In some examples, the first framework may include a first polyhedron of a first size and of a first type. The second framework may include a second polyhedron of a second size and of the same (first) type. The second size may, in some examples, be larger than the first size. According to some such examples, at least one directional microphone of the first set of directional microphones may be disposed on a vertex of the first polyhedron and at least one directional microphone of the second set of directional microphones may be disposed on a vertex of the second polyhedron. The vertex of the first polyhedron and the vertex of the second polyhedron may, for example, be disposed at the same colatitude angle and the same azimuth angle. According to some implementations, the first polyhedron and the second polyhedron may each have sixteen vertices.

In some instances, the first vertex and the second vertex may be configured for attachment to microphone cages. According to some implementations, each of the microphone cages may include front and rear vents. In some examples, each of the microphone cages may be configured to mount via an interference fit to a vertex.

In some examples, the microphone array may include one or more elastic cords. The elastic cords may be configured for attaching the first polyhedron to the second polyhedron.

According to some implementations, the apparatus may include an adapter that is configured to couple with a standard microphone stand thread. The adapter also may be configured to support the microphone array.

Some disclosed devices may be configured for performing, at least in part, the methods disclosed herein. In some implementations, an apparatus may include a control system. The control system may include at least one of a general purpose single- or multi-chip processor, a digital signal processor (DSP), an application specific integrated circuit (ASIC), a field programmable gate array (FPGA) or other programmable logic device, discrete gate or transistor logic, or discrete hardware components. Accordingly, in some implementations the control system may include one or more processors and one or more non-transitory storage media operatively coupled to the one or more processors.

In some examples, the control system may be configured to estimate HOA coefficients based, at least in part, on signals from the information captured by the first and second sets of directional microphones. According to some implementations that include a third set of directional microphones, the control system may be configured to estimate HOA coefficients based, at least in part, on signals from the information captured by the third set of directional microphones.

Details of one or more implementations of the subject matter described in this specification are set forth in the accompanying drawings and the description below. Other features, aspects, and advantages will become apparent from the description, the drawings, and the claims. Note that the relative dimensions of the following figures may not be drawn to scale. Like reference numbers and designations in the various drawings generally indicate like elements.

Collected data
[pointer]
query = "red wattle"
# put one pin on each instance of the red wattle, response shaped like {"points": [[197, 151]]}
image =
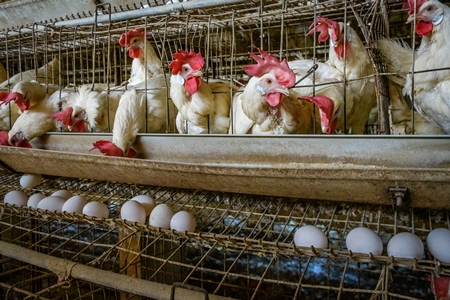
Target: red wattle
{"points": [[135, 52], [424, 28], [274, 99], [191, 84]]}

▶ **Written task 1**
Turn the paragraph of the excerpt that opens with "In some instances, the first vertex" into a short bulleted list that keeps its main facts.
▶ **Written task 2**
Transcribe all of the rows word for word, omitting the pictures.
The excerpt and the rows were drawn from separate sources.

▶ **Exercise response 1**
- The first and second vertices may be configured to attach to microphone cages.
- Each microphone cage may have front and rear vents.
- Each cage may mount to a vertex by an interference fit.

▶ **Exercise response 2**
[pointer]
query = "red wattle"
# put one pin on each instance of the red wattle, response shaped like {"points": [[197, 151]]}
image =
Target: red wattle
{"points": [[135, 52], [424, 28], [274, 99], [191, 84]]}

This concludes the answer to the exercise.